■ WHAT YOU SHOULD DO
Please state how many lines in the records below contain the word "stainless"; the number alone is the answer.

■ DATA SUPPLIED
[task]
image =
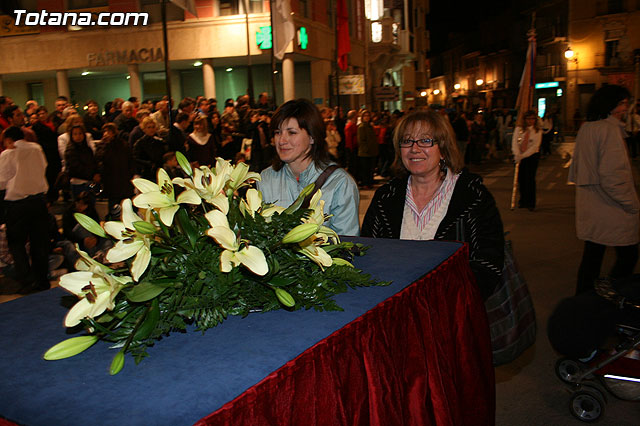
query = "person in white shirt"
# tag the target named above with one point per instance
(526, 146)
(22, 173)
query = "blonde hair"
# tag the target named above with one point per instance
(439, 128)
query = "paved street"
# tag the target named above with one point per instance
(548, 254)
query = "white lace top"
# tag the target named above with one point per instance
(424, 224)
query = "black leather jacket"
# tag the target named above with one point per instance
(471, 205)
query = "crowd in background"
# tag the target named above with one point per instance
(94, 153)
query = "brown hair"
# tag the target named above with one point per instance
(309, 119)
(439, 129)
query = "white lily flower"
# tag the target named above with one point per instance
(269, 211)
(318, 255)
(250, 256)
(311, 247)
(130, 242)
(223, 168)
(87, 263)
(161, 197)
(97, 292)
(252, 203)
(209, 186)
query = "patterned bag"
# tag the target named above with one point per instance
(512, 318)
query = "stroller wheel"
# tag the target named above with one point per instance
(568, 369)
(587, 405)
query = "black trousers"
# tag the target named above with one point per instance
(527, 181)
(27, 220)
(626, 259)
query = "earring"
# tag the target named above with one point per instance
(443, 166)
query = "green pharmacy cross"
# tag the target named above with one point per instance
(303, 38)
(263, 38)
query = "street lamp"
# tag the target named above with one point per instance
(572, 56)
(569, 53)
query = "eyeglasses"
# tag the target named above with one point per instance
(422, 143)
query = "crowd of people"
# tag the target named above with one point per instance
(429, 194)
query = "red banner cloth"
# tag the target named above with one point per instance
(421, 357)
(344, 41)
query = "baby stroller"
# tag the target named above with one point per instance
(599, 335)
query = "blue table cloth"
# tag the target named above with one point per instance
(187, 375)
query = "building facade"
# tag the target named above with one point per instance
(605, 39)
(209, 54)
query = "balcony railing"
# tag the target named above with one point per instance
(551, 72)
(621, 62)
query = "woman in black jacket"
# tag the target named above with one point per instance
(434, 199)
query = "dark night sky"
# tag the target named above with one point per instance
(460, 16)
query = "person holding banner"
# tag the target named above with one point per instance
(525, 145)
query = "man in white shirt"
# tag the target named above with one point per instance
(22, 173)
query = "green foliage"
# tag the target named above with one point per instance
(184, 284)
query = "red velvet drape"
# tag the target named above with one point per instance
(422, 357)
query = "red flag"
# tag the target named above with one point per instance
(344, 42)
(525, 96)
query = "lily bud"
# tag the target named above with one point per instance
(184, 163)
(90, 225)
(117, 363)
(144, 227)
(285, 298)
(340, 261)
(300, 233)
(70, 347)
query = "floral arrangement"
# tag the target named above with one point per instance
(196, 258)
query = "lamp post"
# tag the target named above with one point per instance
(572, 56)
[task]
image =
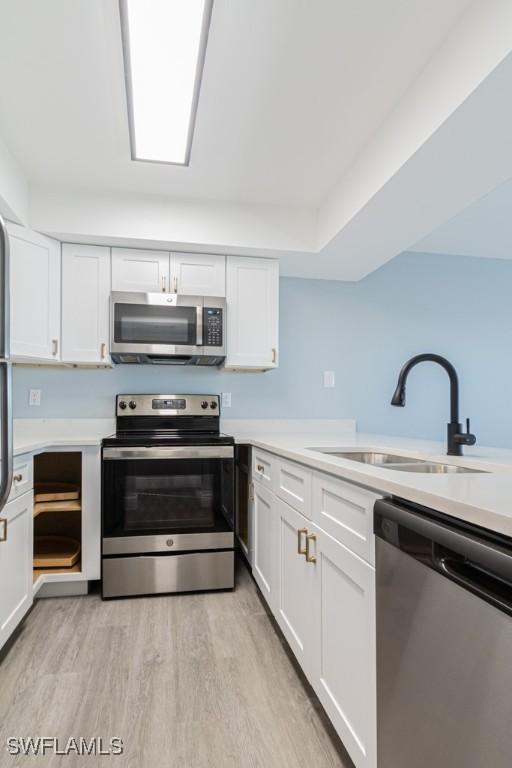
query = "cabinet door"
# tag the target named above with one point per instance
(197, 274)
(345, 657)
(295, 596)
(85, 303)
(35, 295)
(140, 271)
(252, 293)
(16, 553)
(265, 550)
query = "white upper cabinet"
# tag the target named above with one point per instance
(85, 303)
(197, 274)
(140, 271)
(35, 295)
(252, 293)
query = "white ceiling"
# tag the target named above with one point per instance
(484, 229)
(293, 91)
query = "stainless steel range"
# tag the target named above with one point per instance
(167, 497)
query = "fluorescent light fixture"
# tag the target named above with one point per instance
(164, 44)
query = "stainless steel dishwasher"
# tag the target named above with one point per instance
(444, 641)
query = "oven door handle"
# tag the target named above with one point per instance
(174, 452)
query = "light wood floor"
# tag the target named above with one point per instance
(193, 681)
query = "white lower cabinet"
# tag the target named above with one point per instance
(265, 550)
(16, 552)
(322, 595)
(344, 675)
(295, 602)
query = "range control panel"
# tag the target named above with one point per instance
(212, 327)
(167, 405)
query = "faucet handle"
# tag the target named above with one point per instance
(469, 438)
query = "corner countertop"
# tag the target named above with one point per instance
(32, 435)
(484, 498)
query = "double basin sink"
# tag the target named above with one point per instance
(399, 463)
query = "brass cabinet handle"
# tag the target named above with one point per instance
(300, 533)
(309, 538)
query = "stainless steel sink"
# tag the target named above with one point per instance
(398, 463)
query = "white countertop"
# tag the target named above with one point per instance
(30, 435)
(483, 498)
(480, 498)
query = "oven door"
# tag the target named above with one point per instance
(156, 323)
(166, 499)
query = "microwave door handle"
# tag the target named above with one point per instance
(199, 330)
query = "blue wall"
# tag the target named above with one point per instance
(456, 306)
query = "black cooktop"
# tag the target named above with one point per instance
(167, 438)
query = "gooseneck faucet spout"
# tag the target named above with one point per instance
(456, 437)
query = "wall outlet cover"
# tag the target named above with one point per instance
(329, 379)
(34, 397)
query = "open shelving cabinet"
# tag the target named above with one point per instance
(57, 513)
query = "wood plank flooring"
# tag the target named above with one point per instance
(188, 681)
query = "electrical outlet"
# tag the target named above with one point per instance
(34, 397)
(329, 380)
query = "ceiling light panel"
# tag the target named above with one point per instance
(164, 43)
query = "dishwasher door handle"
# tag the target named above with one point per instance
(482, 584)
(477, 549)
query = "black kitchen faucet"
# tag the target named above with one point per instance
(456, 437)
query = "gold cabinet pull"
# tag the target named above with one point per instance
(300, 533)
(309, 557)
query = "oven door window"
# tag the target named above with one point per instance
(151, 496)
(155, 324)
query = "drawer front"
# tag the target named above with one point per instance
(22, 476)
(263, 467)
(345, 512)
(162, 574)
(293, 485)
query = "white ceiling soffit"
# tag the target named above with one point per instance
(484, 229)
(310, 117)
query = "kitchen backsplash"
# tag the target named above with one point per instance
(456, 306)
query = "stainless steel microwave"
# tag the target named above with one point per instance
(167, 328)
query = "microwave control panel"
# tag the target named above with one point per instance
(212, 327)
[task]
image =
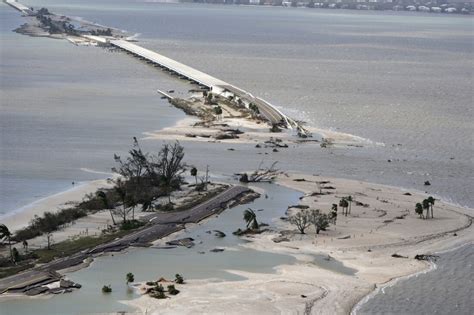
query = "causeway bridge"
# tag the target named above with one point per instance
(214, 85)
(18, 6)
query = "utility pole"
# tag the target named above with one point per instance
(207, 177)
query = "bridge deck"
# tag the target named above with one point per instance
(186, 71)
(20, 7)
(266, 109)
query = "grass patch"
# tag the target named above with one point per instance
(10, 271)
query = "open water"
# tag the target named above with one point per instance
(402, 81)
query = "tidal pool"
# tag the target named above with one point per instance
(152, 263)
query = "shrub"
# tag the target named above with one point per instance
(179, 279)
(158, 295)
(130, 277)
(159, 288)
(172, 290)
(106, 289)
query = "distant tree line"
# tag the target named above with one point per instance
(144, 178)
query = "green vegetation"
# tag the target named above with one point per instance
(145, 178)
(217, 110)
(251, 219)
(5, 234)
(179, 279)
(194, 173)
(301, 220)
(305, 218)
(344, 204)
(419, 210)
(427, 204)
(130, 277)
(106, 289)
(172, 290)
(54, 26)
(319, 220)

■ EXPECTED OUTPUT
4